Study text:
FIGURE 3. Behavioural characterisation of Org 34,167 (0.3, 0.5, and 1 mg/kg) in male C57BL/6J and BALB/c mice. (A) Effect of Org 34,167 on time active and total distance travelled in open field test (n = 8–16/group), number of foot faults in ledged beam test (n = 5/group), and time to fall in rotarod test (n = 5/group), in male C57BL/6J mice. (B) Effect of Org 34,167 on male BALB/c mice on time active and total distance travelled in open field test (n = 8–18/group), number of foot faults in ledged beam test (n = 5/group), and time to fall in rotarod test (n = 5/group). Data represented as individual values and mean ± S.E.M. *p < 0.05, **p < 0.01, ***p < 0.001, ****p < 0.00001, one-way ANOVA with Dunnett’s post-hoc.
The marble burying assay is routinely used as an acute screening tool for testing potential anxiolytic and antidepressant compounds (Nicolas et al., 2006), with a reduction in marbles buried being an indicator of reduced anxiety and/or depression. To allow comparisons across multiple cohorts in this assay we normalised the drug response within each cohort, setting the average vehicle control to 100%. Org 34,167 did not change the number of marbles buried by C57BL/6J mice at doses up to 0.5 mg/kg (Figure 4A). However, Org 34,167 (0.5 mg/kg) was effective at reducing marble burying in male BALB/c mice, indicating antidepressant/anxiolytic activity, and had a similar efficacy to fluoxetine (10 mg/kg; Figure 4D), a selective serotonin reuptake inhibitor (SSRI) used clinically for depression (Wong et al., 1995; Rossi et al., 2004).
FIGURE 4. Marble burying, tail suspension and Porsolt swim test data in male C57BL/6J (top) and BALB/c (bottom) mice. Effect of Org 34,167 (0.3 and 0.5 mg/kg) and/or fluoxetine (10 mg/kg; Fluox) as positive control on number of marbles buried by male (A) C57BL/6J and (D) BALB/c mice, and on the immobility time in (B, E) tail suspension and (C, F) Porsolt swim test in male (B, C) C57BL/6J and (E, F) BALB/c mice. Data are represented as individual values and mean ± S.E.M (n ≥ 10/group; *p < 0.05, **p < 0.01, ****p < 0.0001; one-way ANOVA with Dunnett’s post-hoc).

Source data:
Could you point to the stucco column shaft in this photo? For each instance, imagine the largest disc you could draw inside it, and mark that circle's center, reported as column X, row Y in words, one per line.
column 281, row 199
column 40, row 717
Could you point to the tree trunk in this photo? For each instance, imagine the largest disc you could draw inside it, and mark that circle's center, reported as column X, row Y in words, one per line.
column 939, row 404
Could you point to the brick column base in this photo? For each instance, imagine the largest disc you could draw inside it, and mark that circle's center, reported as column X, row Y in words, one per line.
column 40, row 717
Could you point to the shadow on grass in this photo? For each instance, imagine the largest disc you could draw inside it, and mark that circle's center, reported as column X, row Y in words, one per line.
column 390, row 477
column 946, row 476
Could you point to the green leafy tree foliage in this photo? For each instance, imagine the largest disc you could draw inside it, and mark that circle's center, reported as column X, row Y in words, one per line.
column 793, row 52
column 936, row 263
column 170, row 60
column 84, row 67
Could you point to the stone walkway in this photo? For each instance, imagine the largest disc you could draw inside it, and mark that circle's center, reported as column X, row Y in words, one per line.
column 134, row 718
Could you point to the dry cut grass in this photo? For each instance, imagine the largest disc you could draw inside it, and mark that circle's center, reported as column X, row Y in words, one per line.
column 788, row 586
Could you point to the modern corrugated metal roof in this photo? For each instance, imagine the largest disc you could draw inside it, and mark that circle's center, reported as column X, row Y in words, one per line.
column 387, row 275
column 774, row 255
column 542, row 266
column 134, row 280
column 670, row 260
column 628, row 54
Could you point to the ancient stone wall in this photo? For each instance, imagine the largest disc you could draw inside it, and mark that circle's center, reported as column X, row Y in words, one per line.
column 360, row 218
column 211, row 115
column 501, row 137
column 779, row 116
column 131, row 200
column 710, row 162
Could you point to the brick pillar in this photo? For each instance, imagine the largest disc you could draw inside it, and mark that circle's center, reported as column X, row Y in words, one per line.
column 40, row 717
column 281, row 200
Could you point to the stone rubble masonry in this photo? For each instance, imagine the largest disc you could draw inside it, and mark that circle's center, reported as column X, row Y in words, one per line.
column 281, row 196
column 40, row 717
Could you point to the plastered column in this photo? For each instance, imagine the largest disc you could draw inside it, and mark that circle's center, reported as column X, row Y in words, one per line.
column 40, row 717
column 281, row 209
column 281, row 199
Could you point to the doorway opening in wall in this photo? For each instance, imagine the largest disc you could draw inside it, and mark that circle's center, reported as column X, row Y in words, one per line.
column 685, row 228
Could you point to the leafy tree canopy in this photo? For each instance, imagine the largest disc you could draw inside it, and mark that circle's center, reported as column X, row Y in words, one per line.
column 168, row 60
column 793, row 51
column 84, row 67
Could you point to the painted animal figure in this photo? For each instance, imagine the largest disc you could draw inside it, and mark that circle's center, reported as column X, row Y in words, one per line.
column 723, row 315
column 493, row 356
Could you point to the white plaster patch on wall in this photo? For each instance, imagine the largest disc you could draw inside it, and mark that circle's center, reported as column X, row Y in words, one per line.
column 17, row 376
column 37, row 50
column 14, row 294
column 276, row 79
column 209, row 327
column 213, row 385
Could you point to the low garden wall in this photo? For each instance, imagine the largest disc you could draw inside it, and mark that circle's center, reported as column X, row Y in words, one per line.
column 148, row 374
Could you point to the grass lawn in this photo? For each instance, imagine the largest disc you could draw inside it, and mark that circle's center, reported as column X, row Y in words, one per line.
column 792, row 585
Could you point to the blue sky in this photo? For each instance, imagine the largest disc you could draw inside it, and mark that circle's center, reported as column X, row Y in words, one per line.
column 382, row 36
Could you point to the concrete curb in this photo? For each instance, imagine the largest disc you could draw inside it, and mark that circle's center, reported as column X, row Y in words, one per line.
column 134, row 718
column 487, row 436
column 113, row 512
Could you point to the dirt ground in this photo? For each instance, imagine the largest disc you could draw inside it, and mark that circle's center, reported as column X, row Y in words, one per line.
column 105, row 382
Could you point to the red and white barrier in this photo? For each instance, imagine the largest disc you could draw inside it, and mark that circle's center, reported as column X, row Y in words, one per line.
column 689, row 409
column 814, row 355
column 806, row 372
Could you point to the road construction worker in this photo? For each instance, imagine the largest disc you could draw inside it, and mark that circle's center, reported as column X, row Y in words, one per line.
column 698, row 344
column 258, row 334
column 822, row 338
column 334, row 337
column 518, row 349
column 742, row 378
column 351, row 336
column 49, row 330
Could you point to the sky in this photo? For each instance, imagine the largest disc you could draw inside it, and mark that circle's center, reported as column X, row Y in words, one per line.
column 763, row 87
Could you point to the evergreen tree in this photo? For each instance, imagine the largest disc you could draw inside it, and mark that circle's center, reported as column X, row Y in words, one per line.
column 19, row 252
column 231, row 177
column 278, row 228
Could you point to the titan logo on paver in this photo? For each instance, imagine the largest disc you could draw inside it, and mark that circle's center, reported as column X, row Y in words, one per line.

Task requirements:
Write the next part of the study text on Org 34,167 in mice, picking up after its last sentence. The rows come from a separate source and are unrelated to the study text.

Expected output:
As such, BALB/c mice were the focus of subsequent behavioural testing. This is in line with previous studies which illustrate that BALB/c mice show adequate antidepressive-like effects in response to fluoxetine, whereas other strains, including C57BL/6J, are insensitive to SSRIs or display ceiling effects in response to them. Further, BALB/c mice display consistent responses to behavioural tests of despair and are believed to better reflect and recapitulate the features of clinical depression seen in human patients (Lucki et al., 2001; Jacobson and Cryan, 2007; McVey Neufeld et al., 2018).
Next, we used two well established antidepressant preclinical screens, the Porsolt swim and tail suspension tests. In these tests, increased mobility is indicative of a reduced susceptibility to despair which correlates with depressive traits (Porsolt et al., 1977; Steru et al., 1985). In both tests, Org 34,167 (0.5 mg/kg) increased mobility consistent with antidepressant-like activity in male BALB/c mice (Figures 4E, F). The efficacy of Org 34,167 (0.5 mg/kg) was similar to that observed with fluoxetine in both cases.
The effects of Org 34,167 on the marble burying, Porsolt swim and tail suspension tests were repeated in female BALB/c mice. As observed in male mice, a dose of 0.5 mg/kg significantly reduced the number of marbles buried and increased the time spent mobile (Figures 5A–C). Collectively, the efficacy of Org 34,167 in three acute affective disorder tests strongly suggests that inhibition of HCN channels can reduce depressive-like behaviour in male and female mice. Consistent with what was observed in the marble burying test, in C57BL/6J mice Org 34,167 did not reduce immobility time (Figures 4B, C).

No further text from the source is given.